▶ **AIM OF THE TASK**
Set the data down once more, in full and exactly.

● ● ● ●

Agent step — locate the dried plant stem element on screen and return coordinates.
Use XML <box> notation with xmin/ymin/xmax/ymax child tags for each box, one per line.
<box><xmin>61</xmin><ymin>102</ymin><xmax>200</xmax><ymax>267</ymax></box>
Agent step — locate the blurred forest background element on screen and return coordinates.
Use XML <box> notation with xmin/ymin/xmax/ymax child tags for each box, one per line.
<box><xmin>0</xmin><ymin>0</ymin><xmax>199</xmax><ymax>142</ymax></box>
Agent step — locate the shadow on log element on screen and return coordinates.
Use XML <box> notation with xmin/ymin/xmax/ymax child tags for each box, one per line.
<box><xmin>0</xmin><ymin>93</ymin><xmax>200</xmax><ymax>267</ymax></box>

● ● ● ●

▶ **RESPONSE TO THIS TASK**
Agent step — locate the dried plant stem element on screen and return coordinates.
Use XML <box> notation with xmin/ymin/xmax/ymax child tags for each box, one per line.
<box><xmin>61</xmin><ymin>102</ymin><xmax>200</xmax><ymax>267</ymax></box>
Agent step — locate the blurred forest background element on screen and return coordinates.
Use XML <box> notation with xmin/ymin/xmax/ymax child tags for each box, one per line.
<box><xmin>0</xmin><ymin>0</ymin><xmax>199</xmax><ymax>142</ymax></box>
Agent step — locate the shadow on log element on screen and return coordinates.
Use XML <box> notation with xmin/ymin/xmax/ymax child tags for each box, one per line.
<box><xmin>0</xmin><ymin>93</ymin><xmax>200</xmax><ymax>267</ymax></box>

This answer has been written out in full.